- OBJECTIVE -
Copy out all of the lines below word for word, leaving out the pictures.

'''

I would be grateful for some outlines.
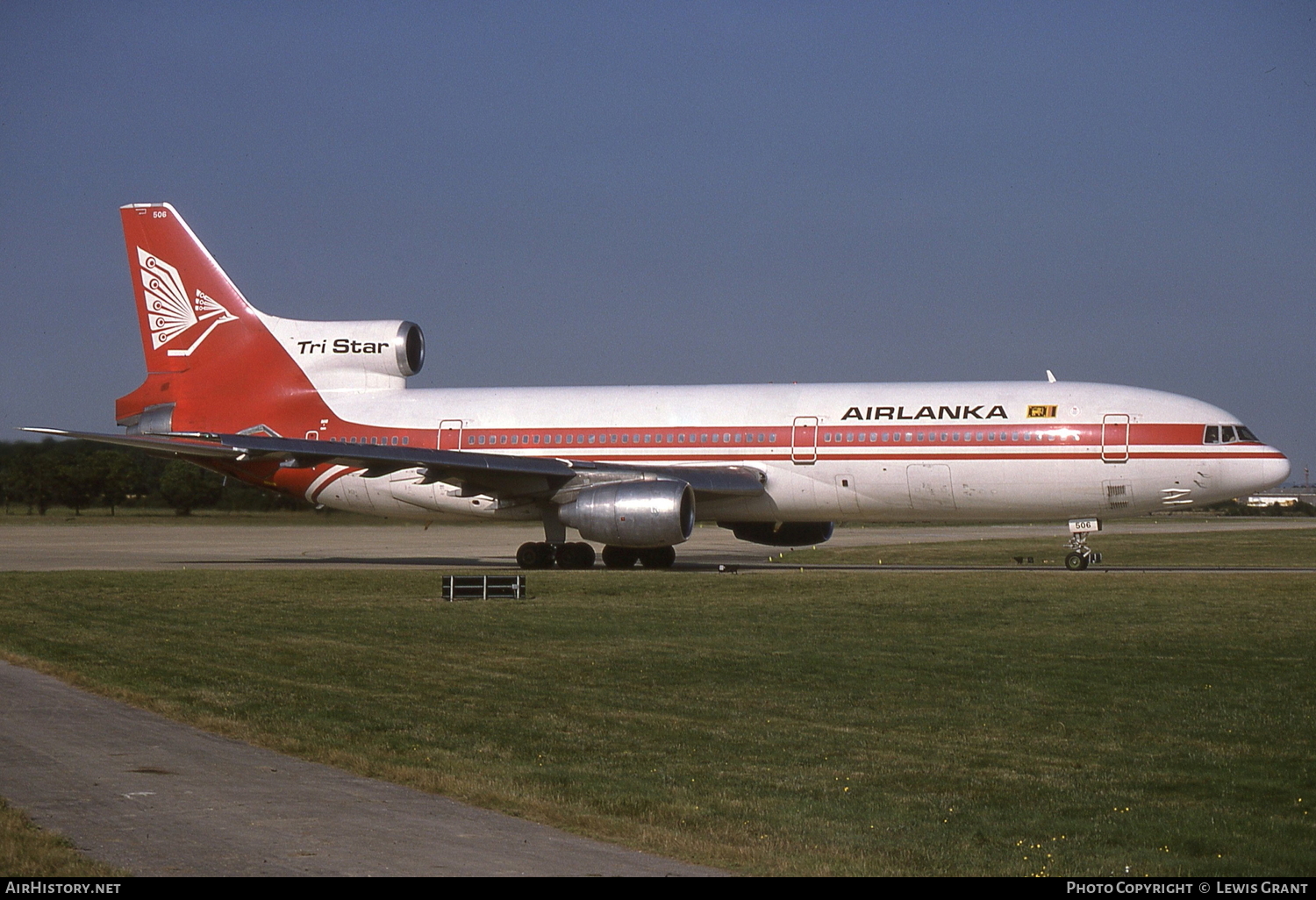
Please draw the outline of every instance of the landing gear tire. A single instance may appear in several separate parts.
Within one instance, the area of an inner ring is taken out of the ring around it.
[[[1065,568],[1071,572],[1079,572],[1087,568],[1087,557],[1079,551],[1070,553],[1065,557]]]
[[[640,553],[630,547],[616,547],[611,543],[603,549],[603,564],[608,568],[630,568],[640,559]]]
[[[563,543],[558,547],[558,567],[594,568],[594,547],[588,543]]]
[[[516,564],[521,568],[547,568],[553,564],[553,545],[542,541],[526,541],[516,551]]]
[[[640,551],[640,564],[645,568],[671,568],[674,562],[676,562],[676,550],[670,546]]]

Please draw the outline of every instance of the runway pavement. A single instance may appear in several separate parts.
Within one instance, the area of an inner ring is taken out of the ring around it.
[[[199,732],[0,662],[0,796],[137,875],[719,875]]]
[[[266,525],[249,520],[168,518],[99,522],[0,524],[0,571],[161,570],[161,568],[374,568],[515,566],[516,549],[544,539],[538,525]],[[1312,528],[1309,518],[1137,518],[1115,521],[1103,534],[1230,529]],[[838,528],[829,547],[1054,537],[1063,524],[891,525]],[[1092,541],[1099,543],[1098,539]],[[601,545],[596,545],[599,547]],[[750,564],[767,561],[771,547],[737,541],[726,529],[695,529],[676,549],[678,566]]]

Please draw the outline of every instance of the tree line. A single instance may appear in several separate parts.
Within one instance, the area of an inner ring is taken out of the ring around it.
[[[5,514],[45,516],[67,507],[270,511],[311,509],[295,497],[262,491],[178,459],[93,441],[0,442],[0,493]]]

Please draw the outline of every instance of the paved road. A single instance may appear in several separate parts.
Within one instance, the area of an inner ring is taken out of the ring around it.
[[[154,522],[0,525],[0,571],[66,568],[320,568],[320,567],[440,567],[513,566],[516,549],[542,539],[537,525],[259,525],[157,520]],[[1313,528],[1311,518],[1138,518],[1107,525],[1103,534],[1200,530]],[[1065,525],[900,525],[838,528],[829,547],[971,541],[978,538],[1054,537]],[[1099,536],[1092,543],[1100,546]],[[737,541],[720,528],[695,529],[676,549],[678,566],[767,561],[770,547]]]
[[[0,662],[0,796],[138,875],[719,875],[251,747]]]

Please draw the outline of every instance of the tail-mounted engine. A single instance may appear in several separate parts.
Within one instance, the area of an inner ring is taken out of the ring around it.
[[[622,482],[582,491],[558,518],[587,541],[619,547],[665,547],[695,529],[695,491],[684,482]]]

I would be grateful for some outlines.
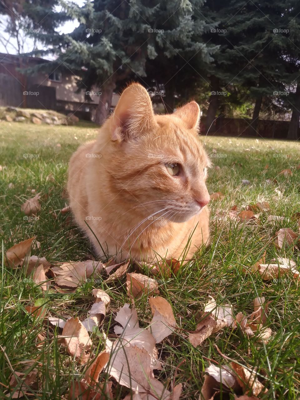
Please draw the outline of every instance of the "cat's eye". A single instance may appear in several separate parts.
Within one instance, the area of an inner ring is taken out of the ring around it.
[[[180,165],[177,163],[166,164],[167,170],[172,176],[177,176],[180,172]]]

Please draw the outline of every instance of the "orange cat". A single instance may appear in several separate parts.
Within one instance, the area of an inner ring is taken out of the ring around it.
[[[100,257],[188,260],[208,242],[210,162],[199,116],[194,101],[155,115],[147,91],[133,84],[97,139],[73,155],[70,205]]]

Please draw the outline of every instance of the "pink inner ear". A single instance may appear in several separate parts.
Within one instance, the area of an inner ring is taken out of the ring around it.
[[[200,108],[195,101],[191,101],[176,110],[174,113],[185,123],[188,129],[198,127],[200,118]]]

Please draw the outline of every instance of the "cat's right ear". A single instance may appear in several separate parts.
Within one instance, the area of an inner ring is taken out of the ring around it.
[[[139,84],[132,84],[121,95],[112,117],[112,140],[134,140],[156,124],[148,92]]]

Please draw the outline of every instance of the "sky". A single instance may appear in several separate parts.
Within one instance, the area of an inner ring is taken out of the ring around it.
[[[84,3],[84,0],[73,0],[73,1],[80,6]],[[8,52],[10,54],[16,54],[17,51],[16,40],[12,38],[10,39],[8,42],[7,42],[9,39],[9,35],[4,32],[6,22],[6,17],[4,16],[0,16],[0,53]],[[77,21],[69,21],[62,25],[60,29],[58,30],[60,33],[70,33],[77,28],[79,24]],[[32,48],[32,40],[30,38],[26,38],[24,44],[24,52],[31,51]],[[51,59],[51,56],[45,57],[45,58]]]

'''

- ANSWER FOR THIS EXERCISE -
I would be grateful for some outlines.
Please draw the outline of every instance of the landing gear tire. A single instance may appear in several separate parts.
Within one instance, the area of an inner ring is taken out of the ring around it.
[[[1065,568],[1071,572],[1079,572],[1087,568],[1087,557],[1079,551],[1070,553],[1065,557]]]
[[[640,553],[630,547],[616,547],[611,543],[603,549],[603,564],[608,568],[630,568],[640,559]]]
[[[563,543],[558,547],[558,567],[594,568],[594,547],[588,543]]]
[[[516,564],[521,568],[547,568],[553,564],[553,545],[542,541],[526,541],[516,551]]]
[[[640,551],[640,564],[645,568],[671,568],[674,562],[676,562],[676,550],[670,546]]]

Please draw the outline of every instance of the runway pavement. A single instance may appear in several separate parts.
Within one instance, the area of an inner ring is taken out of the ring around it.
[[[199,732],[0,662],[0,796],[137,875],[719,875]]]
[[[266,525],[249,520],[168,518],[99,522],[0,524],[0,571],[161,570],[161,568],[374,568],[515,566],[516,549],[544,539],[538,525]],[[1312,528],[1309,518],[1137,518],[1115,521],[1103,534],[1230,529]],[[838,528],[829,547],[1054,537],[1063,524],[891,525]],[[1092,541],[1099,543],[1098,539]],[[601,545],[596,545],[599,547]],[[750,564],[767,561],[771,547],[737,541],[726,529],[695,529],[676,549],[678,566]]]

Please draw the outline of every instance of the tree line. A single instance may appear in several separate parts.
Within one instance, the area of an inner ring is taken out of the ring around it.
[[[5,514],[45,516],[67,507],[270,511],[311,509],[295,497],[262,491],[178,459],[93,441],[0,442],[0,493]]]

Please draw the outline of every instance of the paved road. A single instance may appear in several separate parts.
Within one instance, the area of an inner ring is taken out of the ring around it.
[[[154,522],[0,525],[0,571],[66,568],[320,568],[320,567],[440,567],[513,566],[516,549],[542,539],[537,525],[259,525],[157,520]],[[1313,528],[1311,518],[1138,518],[1107,525],[1103,534],[1200,530]],[[1065,525],[900,525],[838,528],[829,547],[971,541],[978,538],[1054,537]],[[1099,536],[1092,543],[1100,546]],[[737,541],[720,528],[695,529],[676,549],[678,566],[767,561],[770,547]]]
[[[0,662],[0,796],[138,875],[719,875],[251,747]]]

Please draw the outline of every instance of the tail-mounted engine. A single instance may appear in several separate parts.
Within one instance, the area of an inner ring is taken out of the ring around it.
[[[622,482],[582,491],[558,518],[587,541],[619,547],[665,547],[695,529],[695,491],[684,482]]]

I would be grateful for some outlines.
Please draw the outline of every instance of the "cat's eye". A single instance may appear in several separate parts.
Within one instance, the area of an inner ring is taken out of the ring around it.
[[[180,165],[177,163],[166,164],[167,170],[172,176],[177,176],[180,172]]]

Please draw the outline of every instance of the "orange cat". A single instance may appear in several separate parts.
Within one instance, the area of an inner ring is taken out of the ring around it.
[[[100,257],[188,260],[208,242],[210,162],[199,116],[194,101],[155,115],[147,91],[133,84],[97,139],[73,155],[70,205]]]

Please draw the outline of every instance of the "pink inner ear". A single instance may appear in several separate parts.
Within one instance, the area of an inner ring is taken out of the ring around it.
[[[200,108],[195,101],[191,101],[176,110],[174,113],[185,123],[188,129],[198,127],[200,118]]]

Please draw the outline of every instance of the "cat's right ear". A single instance may appear in several separate parts.
Within one instance, the area of an inner ring is taken out of the ring around it.
[[[139,84],[132,84],[121,95],[112,117],[112,140],[134,140],[156,124],[148,92]]]

Please draw the outline of every instance of the "sky". A single instance may appear in several separate parts.
Within one instance, the area of an inner ring is taken out of the ring around it.
[[[84,3],[84,0],[73,0],[73,1],[80,6]],[[8,52],[10,54],[16,54],[17,51],[16,40],[12,38],[10,39],[8,42],[7,42],[9,39],[9,35],[4,32],[6,22],[6,17],[4,16],[0,16],[0,53]],[[77,21],[69,21],[62,25],[60,29],[58,30],[60,33],[70,33],[77,28],[79,24]],[[32,48],[32,40],[30,38],[26,38],[24,44],[24,52],[31,51]],[[51,59],[51,56],[45,57],[45,58]]]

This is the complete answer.